Word for word, give the records again, dropping any picture they hold.

[[ Records provided, beginning ]]

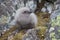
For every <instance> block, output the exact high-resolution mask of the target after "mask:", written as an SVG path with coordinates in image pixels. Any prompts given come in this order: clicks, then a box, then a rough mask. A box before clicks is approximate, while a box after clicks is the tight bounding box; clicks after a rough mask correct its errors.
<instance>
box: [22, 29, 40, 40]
mask: <svg viewBox="0 0 60 40" xmlns="http://www.w3.org/2000/svg"><path fill="white" fill-rule="evenodd" d="M22 40H40V39H39V38H38V36H37V32H36V30H35V29H29V30H28V31H27V32H26V34H25V35H24V36H23V38H22Z"/></svg>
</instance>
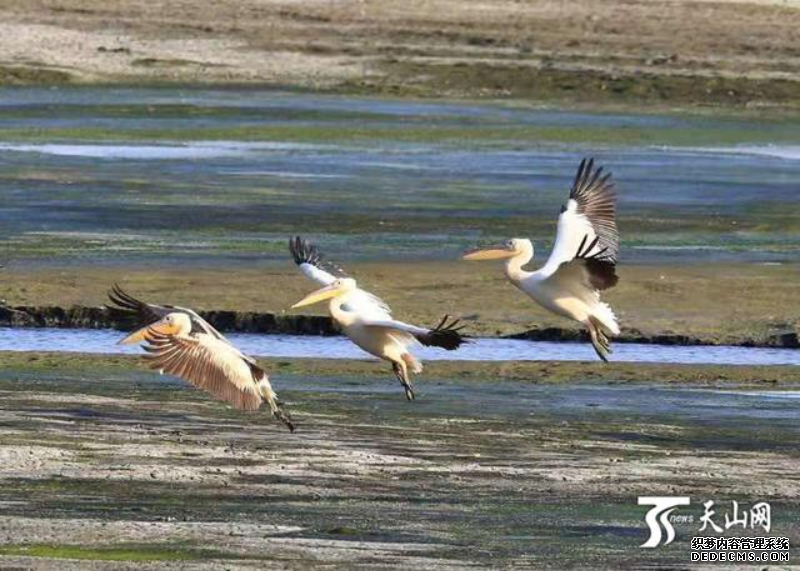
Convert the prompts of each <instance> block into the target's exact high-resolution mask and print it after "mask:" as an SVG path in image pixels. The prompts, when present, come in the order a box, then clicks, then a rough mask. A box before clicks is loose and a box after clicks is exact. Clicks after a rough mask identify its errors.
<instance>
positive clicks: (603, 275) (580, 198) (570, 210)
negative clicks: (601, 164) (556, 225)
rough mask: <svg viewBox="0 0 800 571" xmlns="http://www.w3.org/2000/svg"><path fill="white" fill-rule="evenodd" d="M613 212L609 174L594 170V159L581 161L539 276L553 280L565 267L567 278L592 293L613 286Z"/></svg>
mask: <svg viewBox="0 0 800 571" xmlns="http://www.w3.org/2000/svg"><path fill="white" fill-rule="evenodd" d="M615 212H616V195H615V193H614V185H613V182H612V181H611V173H606V174H603V168H602V167H598V168H594V159H588V160H587V159H584V160H583V161H581V164H580V166H579V167H578V172H577V174H576V175H575V181H574V183H573V185H572V189H571V190H570V195H569V200H568V201H567V204H566V205H564V206H563V207H562V209H561V214H560V216H559V217H558V226H557V230H556V241H555V244H554V245H553V251H552V252H551V253H550V257H549V258H548V259H547V263H545V265H544V266H543V267H542V269H541V270H540V272H539V273H540V275H541V276H543V278H545V279H550V278H556V277H557V274H558V273H563V272H564V271H566V270H568V267H569V269H570V271H569V274H570V275H571V276H578V277H580V278H581V279H580V281H581V282H582V283H583V284H585V285H586V286H587V287H589V288H590V289H592V290H595V291H598V290H604V289H608V288H610V287H613V286H615V285H616V284H617V282H618V281H619V280H618V278H617V275H616V272H615V270H616V264H617V259H618V257H619V232H618V230H617V223H616V214H615ZM572 268H575V269H578V270H579V271H578V272H574V271H572ZM563 277H564V276H560V279H563Z"/></svg>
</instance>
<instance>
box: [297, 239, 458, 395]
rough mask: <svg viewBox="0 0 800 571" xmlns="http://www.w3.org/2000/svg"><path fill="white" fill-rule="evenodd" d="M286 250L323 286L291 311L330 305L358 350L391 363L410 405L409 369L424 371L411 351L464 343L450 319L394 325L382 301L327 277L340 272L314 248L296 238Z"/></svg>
mask: <svg viewBox="0 0 800 571" xmlns="http://www.w3.org/2000/svg"><path fill="white" fill-rule="evenodd" d="M289 249H290V251H291V252H292V256H293V257H294V261H295V262H296V263H297V265H298V266H299V267H300V271H302V272H303V273H304V274H305V275H306V277H308V278H309V279H311V280H313V281H315V282H317V283H319V284H321V285H324V286H325V287H323V288H322V289H319V290H317V291H315V292H312V293H310V294H309V295H307V296H306V297H304V298H303V299H302V300H300V301H299V302H297V303H295V304H294V305H293V306H292V309H295V308H298V307H304V306H307V305H312V304H315V303H319V302H321V301H325V300H330V303H329V310H330V314H331V317H332V318H333V320H334V321H336V323H337V324H338V325H339V327H340V328H341V329H342V331H343V332H344V334H345V335H347V337H349V338H350V340H351V341H352V342H353V343H355V344H356V345H358V346H359V347H360V348H361V349H363V350H364V351H366V352H367V353H371V354H372V355H375V356H376V357H378V358H380V359H383V360H384V361H389V362H390V363H391V364H392V369H393V370H394V374H395V375H396V376H397V379H398V380H399V381H400V383H401V384H402V385H403V389H405V393H406V398H407V399H408V400H414V387H413V385H412V383H411V376H410V375H409V368H410V369H411V371H412V372H414V373H417V374H419V373H421V372H422V363H421V362H420V361H419V360H418V359H417V358H416V357H414V355H413V354H412V353H411V347H413V346H414V345H416V344H417V343H422V344H423V345H425V346H428V347H441V348H443V349H447V350H448V351H452V350H454V349H458V347H459V346H460V345H461V344H462V343H464V342H465V339H464V337H462V335H461V334H460V333H459V331H460V330H461V329H462V327H458V320H455V319H454V320H452V321H450V322H449V323H448V320H449V319H450V317H449V316H447V315H445V316H444V318H443V319H442V321H441V322H440V323H439V325H438V326H436V327H434V328H433V329H425V328H423V327H417V326H415V325H409V324H408V323H403V322H402V321H397V320H396V319H393V318H392V314H391V310H390V309H389V306H388V305H386V303H385V302H384V301H383V300H381V299H379V298H377V297H375V296H374V295H372V294H371V293H369V292H366V291H364V290H363V289H359V288H358V286H357V285H356V281H355V280H354V279H352V278H348V277H337V276H336V275H334V273H331V272H335V273H339V274H341V273H342V271H341V269H339V268H337V267H335V266H332V265H330V264H327V263H325V262H323V261H322V256H321V255H320V253H319V251H318V250H317V249H316V247H314V246H312V245H311V244H309V243H308V242H306V241H305V240H302V239H301V238H300V237H299V236H298V237H296V238H294V239H290V240H289Z"/></svg>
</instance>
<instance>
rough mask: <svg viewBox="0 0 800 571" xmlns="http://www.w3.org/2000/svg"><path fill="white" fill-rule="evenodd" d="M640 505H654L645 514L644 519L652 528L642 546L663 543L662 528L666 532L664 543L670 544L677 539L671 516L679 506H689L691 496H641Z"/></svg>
mask: <svg viewBox="0 0 800 571" xmlns="http://www.w3.org/2000/svg"><path fill="white" fill-rule="evenodd" d="M639 505H640V506H653V507H652V508H651V509H650V511H649V512H647V515H646V516H644V521H645V523H646V524H647V525H648V527H649V528H650V537H649V538H648V539H647V541H645V542H644V543H643V544H642V545H641V546H640V547H651V548H652V547H658V546H659V545H661V539H662V537H663V534H662V532H661V530H662V528H663V530H664V531H665V532H666V539H665V540H664V543H663V545H669V544H670V543H672V540H673V539H675V529H674V528H673V527H672V522H670V520H669V516H670V514H672V512H673V510H675V508H677V507H678V506H688V505H689V498H688V497H686V496H640V497H639Z"/></svg>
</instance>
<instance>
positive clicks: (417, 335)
mask: <svg viewBox="0 0 800 571" xmlns="http://www.w3.org/2000/svg"><path fill="white" fill-rule="evenodd" d="M362 324H363V325H364V326H366V327H378V328H384V329H391V330H393V331H398V332H401V333H406V334H409V335H411V336H413V337H414V338H415V339H416V340H417V341H418V342H420V343H422V344H423V345H425V346H426V347H440V348H442V349H447V350H448V351H453V350H454V349H458V348H459V347H460V346H461V345H463V344H464V343H466V342H467V340H466V337H465V336H464V335H462V334H461V330H462V329H463V328H464V326H463V325H461V324H460V322H459V320H458V319H451V318H450V316H449V315H445V316H444V317H443V318H442V320H441V321H440V322H439V324H438V325H437V326H436V327H432V328H426V327H417V326H416V325H411V324H410V323H405V322H403V321H398V320H397V319H366V320H364V321H363V322H362Z"/></svg>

[[ Records provided, end ]]

**Response to this exercise:**
For every <instance> block, output the exact high-resolution mask of the target after "mask:", written as an SVG path with coordinates in image pixels. Any prompts given come in this order: clicks, then a box, then a rough mask. A box before clicks is approximate, while a box after clicks is the tight bounding box; clicks after a rough mask correct its errors.
<instance>
box: [22, 29, 40, 40]
mask: <svg viewBox="0 0 60 40" xmlns="http://www.w3.org/2000/svg"><path fill="white" fill-rule="evenodd" d="M22 40H40V39H39V38H38V36H37V32H36V30H35V29H29V30H28V31H27V32H26V34H25V35H24V36H23V38H22Z"/></svg>
</instance>
Convert the prompts of each <instance> block into the target's exact high-resolution mask and print it after "mask:" as an SVG path in image pixels. The prompts, when present, come in the order a box, then clicks, then a rough mask. A box before clicks is loose and a box after clicks is exact. Clicks after a rough mask identify its errors.
<instance>
positive clicks: (603, 275) (580, 198) (570, 210)
negative clicks: (601, 164) (556, 225)
rough mask: <svg viewBox="0 0 800 571" xmlns="http://www.w3.org/2000/svg"><path fill="white" fill-rule="evenodd" d="M613 212L609 174L594 170V159L581 161L539 276L553 280L565 267L567 278L592 293L613 286Z"/></svg>
mask: <svg viewBox="0 0 800 571" xmlns="http://www.w3.org/2000/svg"><path fill="white" fill-rule="evenodd" d="M615 212H616V195H615V193H614V185H613V182H612V181H611V173H606V174H603V168H602V167H598V168H594V159H588V160H587V159H584V160H583V161H581V164H580V166H579V167H578V172H577V174H576V175H575V181H574V183H573V185H572V189H571V190H570V195H569V200H568V201H567V204H566V205H564V206H563V207H562V209H561V214H560V216H559V217H558V226H557V230H556V241H555V244H554V245H553V251H552V252H551V253H550V257H549V258H548V259H547V263H545V265H544V266H543V267H542V269H541V270H540V272H539V273H540V275H541V276H543V278H545V279H550V278H556V277H557V274H558V273H563V272H564V271H566V270H568V267H569V269H570V271H569V274H570V275H571V276H578V277H580V278H581V279H580V281H581V282H582V283H583V284H585V285H586V286H587V287H589V288H590V289H592V290H595V291H598V290H604V289H608V288H610V287H613V286H615V285H616V284H617V282H618V281H619V280H618V278H617V275H616V272H615V270H616V264H617V259H618V257H619V232H618V230H617V223H616V214H615ZM572 268H575V269H578V270H579V271H578V272H574V271H572ZM563 277H564V276H560V279H563Z"/></svg>
</instance>
<instance>
box: [297, 239, 458, 395]
rough mask: <svg viewBox="0 0 800 571" xmlns="http://www.w3.org/2000/svg"><path fill="white" fill-rule="evenodd" d="M286 250L323 286L291 311L330 305L358 350L391 363L410 405L409 369L424 371L411 351L464 343L450 319L394 325L382 301L327 277L340 272L314 248L296 238Z"/></svg>
mask: <svg viewBox="0 0 800 571" xmlns="http://www.w3.org/2000/svg"><path fill="white" fill-rule="evenodd" d="M289 249H290V251H291V252H292V256H293V257H294V261H295V262H296V263H297V265H298V266H299V267H300V271H302V272H303V273H304V274H305V275H306V277H308V278H309V279H311V280H313V281H315V282H317V283H319V284H321V285H324V286H325V287H323V288H322V289H319V290H317V291H315V292H312V293H310V294H309V295H307V296H306V297H304V298H303V299H302V300H300V301H299V302H297V303H295V304H294V305H293V306H292V309H295V308H298V307H304V306H307V305H312V304H315V303H319V302H321V301H325V300H330V303H329V310H330V314H331V317H332V318H333V320H334V321H336V323H337V324H338V325H339V327H340V328H341V329H342V331H343V332H344V334H345V335H347V337H349V338H350V340H351V341H352V342H353V343H355V344H356V345H358V346H359V347H360V348H361V349H363V350H364V351H366V352H367V353H371V354H372V355H375V356H376V357H378V358H380V359H383V360H384V361H389V362H390V363H391V364H392V369H393V370H394V374H395V375H396V376H397V379H398V380H399V381H400V383H401V384H402V385H403V389H405V393H406V398H407V399H408V400H414V387H413V385H412V383H411V376H410V375H409V368H410V369H411V371H412V372H414V373H417V374H419V373H421V372H422V363H421V362H420V361H419V360H418V359H417V358H416V357H414V355H413V354H412V353H411V347H413V346H414V345H416V344H417V343H422V344H423V345H425V346H428V347H441V348H443V349H447V350H448V351H452V350H454V349H458V347H459V346H460V345H461V344H462V343H464V342H465V339H464V337H462V335H461V334H460V333H459V331H460V330H461V329H462V327H458V320H455V319H454V320H452V321H450V322H449V323H448V320H449V319H450V317H449V316H447V315H445V316H444V318H443V319H442V321H441V322H440V323H439V325H438V326H436V327H434V328H433V329H425V328H423V327H417V326H415V325H409V324H408V323H403V322H402V321H397V320H396V319H393V318H392V314H391V310H390V309H389V306H388V305H386V303H385V302H384V301H383V300H381V299H379V298H377V297H375V296H374V295H372V294H371V293H369V292H366V291H364V290H363V289H359V288H358V286H357V285H356V281H355V280H354V279H352V278H348V277H337V276H336V275H334V273H331V272H335V273H339V274H341V273H342V271H341V269H339V268H337V267H335V266H332V265H330V264H327V263H325V262H323V261H322V256H321V255H320V253H319V251H318V250H317V249H316V247H314V246H312V245H311V244H309V243H308V242H306V241H305V240H302V239H301V238H300V237H299V236H298V237H296V238H294V239H290V240H289Z"/></svg>
</instance>
<instance>
rough mask: <svg viewBox="0 0 800 571" xmlns="http://www.w3.org/2000/svg"><path fill="white" fill-rule="evenodd" d="M640 505H654L645 514L644 519L652 528L642 546L663 543L662 528L666 532L664 543L670 544L677 539L671 516L679 506H689L691 496H641Z"/></svg>
mask: <svg viewBox="0 0 800 571" xmlns="http://www.w3.org/2000/svg"><path fill="white" fill-rule="evenodd" d="M639 505H640V506H653V507H652V508H651V509H650V511H649V512H647V515H646V516H644V521H645V523H646V524H647V525H648V527H649V528H650V537H649V538H648V539H647V541H645V542H644V543H643V544H642V545H641V546H640V547H651V548H652V547H658V546H659V545H661V539H662V537H663V534H662V532H661V530H662V528H663V530H664V531H665V532H666V539H665V540H664V543H663V545H669V544H670V543H672V540H673V539H675V529H674V528H673V527H672V522H670V520H669V516H670V514H672V512H673V510H675V508H677V507H678V506H688V505H689V498H688V497H686V496H640V497H639Z"/></svg>
</instance>
<instance>
positive clicks: (417, 335)
mask: <svg viewBox="0 0 800 571" xmlns="http://www.w3.org/2000/svg"><path fill="white" fill-rule="evenodd" d="M362 324H363V325H364V326H366V327H378V328H384V329H391V330H393V331H398V332H401V333H406V334H409V335H411V336H413V337H414V338H415V339H416V340H417V341H418V342H420V343H422V344H423V345H425V346H426V347H440V348H442V349H447V350H448V351H453V350H454V349H458V348H459V347H460V346H461V345H463V344H464V343H466V342H467V340H466V337H465V336H464V335H462V334H461V330H462V329H463V328H464V326H463V325H461V324H460V322H459V320H458V319H451V318H450V316H449V315H445V316H444V317H443V318H442V320H441V321H440V322H439V324H438V325H437V326H436V327H432V328H426V327H417V326H416V325H411V324H410V323H405V322H403V321H398V320H397V319H366V320H364V321H363V322H362Z"/></svg>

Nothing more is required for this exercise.